# [Questions]
A – According to the article about Kira Stanley, what rare brain cancer was she diagnosed with?
B – Reproduce the portion of the article about Kira Stanley between "Robert Stanley and" and "her brain stem.", inclusive.
C – Carry on the article about Kira Stanley from its final sentence.

# [Provided passage]

ENCINITAS — At least 1,000 people are expected to come out and celebrate the life of an 18-year-old surfer from Encinitas who made a huge impact on those around her, and whose battle with cancer caught the attention of public figures like Billie Eilish, Kelly Slater, and former President Barack Obama.
Kira Stanley died just over three weeks ago, on Christmas morning, two years after being diagnosed with diffuse intrinsic pontine glioma, a rare brain cancer. She passed away surrounded by her parents and with a Pink Floyd song playing in the hospital room.
“She passed without pain,” her father Robert Stanley said in a phone interview Jan. 15. “At one point prior to her passing, a day before or so, she said that she was ready to go, and she was excited to go, and she passed peacefully, with a smile on her face, surprisingly… It was surreal and it was beautiful.”
Robert Stanley and his wife Wendy described in a Go Fund Me page they started for their daughter in November 2017, that her symptoms began a couple of months earlier with double vision, which they thought was her eyesight since she had astigmatism. Things escalated quickly from there to some mild dizziness and occasional headaches that eventually got so bad they had to take her to the doctor. A litany of tests followed and eventually detected a cancerous tumor attached to her brain stem.

# [Information given]
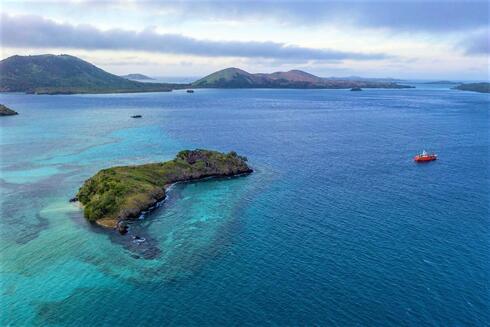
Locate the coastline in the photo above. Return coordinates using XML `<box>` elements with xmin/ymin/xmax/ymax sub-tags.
<box><xmin>75</xmin><ymin>149</ymin><xmax>253</xmax><ymax>234</ymax></box>
<box><xmin>84</xmin><ymin>174</ymin><xmax>253</xmax><ymax>232</ymax></box>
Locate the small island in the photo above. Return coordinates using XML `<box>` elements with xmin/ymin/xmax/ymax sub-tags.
<box><xmin>455</xmin><ymin>83</ymin><xmax>490</xmax><ymax>93</ymax></box>
<box><xmin>76</xmin><ymin>149</ymin><xmax>252</xmax><ymax>233</ymax></box>
<box><xmin>0</xmin><ymin>104</ymin><xmax>19</xmax><ymax>116</ymax></box>
<box><xmin>121</xmin><ymin>74</ymin><xmax>155</xmax><ymax>81</ymax></box>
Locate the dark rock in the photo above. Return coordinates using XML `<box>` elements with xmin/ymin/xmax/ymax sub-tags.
<box><xmin>0</xmin><ymin>104</ymin><xmax>19</xmax><ymax>116</ymax></box>
<box><xmin>116</xmin><ymin>220</ymin><xmax>129</xmax><ymax>235</ymax></box>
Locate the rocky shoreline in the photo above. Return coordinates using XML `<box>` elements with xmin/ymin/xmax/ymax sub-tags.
<box><xmin>76</xmin><ymin>149</ymin><xmax>253</xmax><ymax>234</ymax></box>
<box><xmin>0</xmin><ymin>104</ymin><xmax>19</xmax><ymax>116</ymax></box>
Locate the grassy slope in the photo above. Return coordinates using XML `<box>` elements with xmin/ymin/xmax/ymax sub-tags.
<box><xmin>77</xmin><ymin>150</ymin><xmax>251</xmax><ymax>227</ymax></box>
<box><xmin>192</xmin><ymin>68</ymin><xmax>414</xmax><ymax>89</ymax></box>
<box><xmin>0</xmin><ymin>55</ymin><xmax>187</xmax><ymax>94</ymax></box>
<box><xmin>455</xmin><ymin>83</ymin><xmax>490</xmax><ymax>93</ymax></box>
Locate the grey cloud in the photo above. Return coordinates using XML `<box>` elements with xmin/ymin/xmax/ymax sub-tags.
<box><xmin>460</xmin><ymin>30</ymin><xmax>490</xmax><ymax>55</ymax></box>
<box><xmin>0</xmin><ymin>14</ymin><xmax>387</xmax><ymax>60</ymax></box>
<box><xmin>96</xmin><ymin>0</ymin><xmax>489</xmax><ymax>32</ymax></box>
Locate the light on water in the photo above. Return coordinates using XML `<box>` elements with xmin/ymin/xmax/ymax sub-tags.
<box><xmin>0</xmin><ymin>87</ymin><xmax>490</xmax><ymax>326</ymax></box>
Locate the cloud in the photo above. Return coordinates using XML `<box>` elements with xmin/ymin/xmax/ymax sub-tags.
<box><xmin>70</xmin><ymin>0</ymin><xmax>489</xmax><ymax>32</ymax></box>
<box><xmin>459</xmin><ymin>30</ymin><xmax>490</xmax><ymax>55</ymax></box>
<box><xmin>0</xmin><ymin>14</ymin><xmax>387</xmax><ymax>61</ymax></box>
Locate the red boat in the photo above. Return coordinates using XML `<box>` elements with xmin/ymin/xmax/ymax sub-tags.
<box><xmin>413</xmin><ymin>150</ymin><xmax>437</xmax><ymax>162</ymax></box>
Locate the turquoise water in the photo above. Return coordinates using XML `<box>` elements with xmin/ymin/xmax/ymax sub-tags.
<box><xmin>0</xmin><ymin>85</ymin><xmax>490</xmax><ymax>326</ymax></box>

# [Answers per task]
A – Diffuse intrinsic pontine glioma.

B –
Robert Stanley and his wife Wendy described in a Go Fund Me page they started for their daughter in November 2017, that her symptoms began a couple of months earlier with double vision, which they thought was her eyesight since she had astigmatism. Things escalated quickly from there to some mild dizziness and occasional headaches that eventually got so bad they had to take her to the doctor. A litany of tests followed and eventually detected a cancerous tumor attached to her brain stem.

C –
Kira Stanley’s great uncle, actor Jim Beaver whose long list of credits include leading roles on the popular TV shows “Deadwood” and “Supernatural,” tweeted about her fight and it went viral, helping to raise more than $400,000 for her campaign.
Kira Stanley got the opportunity to meet pop star Eilish and surfer Slater, and even got a letter of support from Obama.
“She, in a matter of minutes, connected on a very deep level with all people and I think that was because she was a wear-your-emotions-on-your-sleeve, no b—shit kind of person,” Robert Stanley said. “So even if you were super famous and everyone knew you, she just treated you like you were someone else. I think that’s not something that people that are well-known experience very often.”
Her impact on Eilish was clear a couple of days after her death. The superstar musician posted a tribute to Kira Stanley on her Instagram page, which included two photos of the pair — one where they’re hugging and the other where she is giving Eilish a kiss on the cheek, along with a message that read, in part: “I love you so much Kira. Please fly high. Rest in peace.”
Robert Stanley said he shared a close relationship with his daughter which included the two of them surfing together almost every day, from the time she was 11 until her diagnosis. He said his grief comes in waves.
“I think in some cases it’s like not real yet and in moments it is,” he said. “I have a feeling that it’s going to hit harder after the memorial.”
Robert Stanley said his daughter wanted them to throw her a “big ass party” after she passed away and that’s exactly what’s planned for Jan. 18 at the Del Mar Fairgrounds.
The party starts at 6 p.m. and goes until 11 p.m. at the Mission Tower Building.
There will be a DJ, live bands, alcoholic and non-alcoholic drinks, and food, including from Chick-fil-A, Kira’s favorite.
“She really, in her final months with us, she was just addicted to Chick-fil-A, and always demanded to have two milkshakes — one vanilla and one Oreo cookie — and the plain chicken sandwich,” Robert Stanley said.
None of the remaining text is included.